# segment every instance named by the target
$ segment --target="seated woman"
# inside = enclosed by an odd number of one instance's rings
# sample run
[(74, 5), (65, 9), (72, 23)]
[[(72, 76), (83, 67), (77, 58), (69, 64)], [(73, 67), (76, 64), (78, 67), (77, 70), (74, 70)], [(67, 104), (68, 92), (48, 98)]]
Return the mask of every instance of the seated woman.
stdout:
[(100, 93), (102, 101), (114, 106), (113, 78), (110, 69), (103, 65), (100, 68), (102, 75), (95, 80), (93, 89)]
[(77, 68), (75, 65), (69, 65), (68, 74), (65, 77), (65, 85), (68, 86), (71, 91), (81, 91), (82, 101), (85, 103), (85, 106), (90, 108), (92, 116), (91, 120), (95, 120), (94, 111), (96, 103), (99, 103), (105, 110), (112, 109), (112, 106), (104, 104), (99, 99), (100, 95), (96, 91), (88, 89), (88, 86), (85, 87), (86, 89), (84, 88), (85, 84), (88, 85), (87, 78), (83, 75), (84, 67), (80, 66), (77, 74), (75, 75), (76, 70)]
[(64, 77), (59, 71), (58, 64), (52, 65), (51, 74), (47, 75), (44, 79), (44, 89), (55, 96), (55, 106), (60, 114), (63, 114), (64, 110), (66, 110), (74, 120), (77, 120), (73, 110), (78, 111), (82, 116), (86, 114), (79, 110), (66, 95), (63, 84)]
.....
WHAT THE TASK ASKS - Reproduce all of the data above verbatim.

RESULT FOR THIS TASK -
# segment every instance named by the target
$ segment --target="seated woman"
# inside = enclosed by an odd number of one instance's rings
# sample run
[(74, 5), (65, 9), (72, 23)]
[[(72, 76), (83, 67), (77, 58), (69, 64)], [(73, 67), (76, 64), (78, 67), (77, 70), (74, 70)], [(67, 104), (68, 92), (48, 98)]]
Return the mask of every instance of the seated woman.
stdout:
[(100, 93), (102, 101), (114, 106), (113, 78), (110, 69), (103, 65), (100, 68), (102, 75), (95, 80), (93, 89)]
[(77, 68), (75, 65), (69, 65), (68, 74), (65, 77), (65, 85), (68, 86), (71, 91), (81, 91), (82, 101), (85, 103), (85, 106), (90, 108), (92, 116), (91, 120), (95, 120), (94, 111), (96, 103), (99, 103), (105, 110), (112, 109), (112, 106), (104, 104), (99, 99), (100, 95), (96, 91), (88, 89), (88, 86), (85, 87), (86, 89), (84, 88), (85, 84), (88, 85), (87, 78), (83, 75), (84, 67), (80, 66), (77, 74), (75, 75), (76, 70)]
[(64, 77), (59, 71), (58, 64), (52, 65), (51, 74), (47, 75), (44, 79), (44, 89), (55, 96), (55, 106), (60, 114), (63, 114), (64, 110), (66, 110), (74, 120), (77, 120), (73, 110), (78, 111), (82, 116), (86, 114), (79, 110), (66, 95), (63, 84)]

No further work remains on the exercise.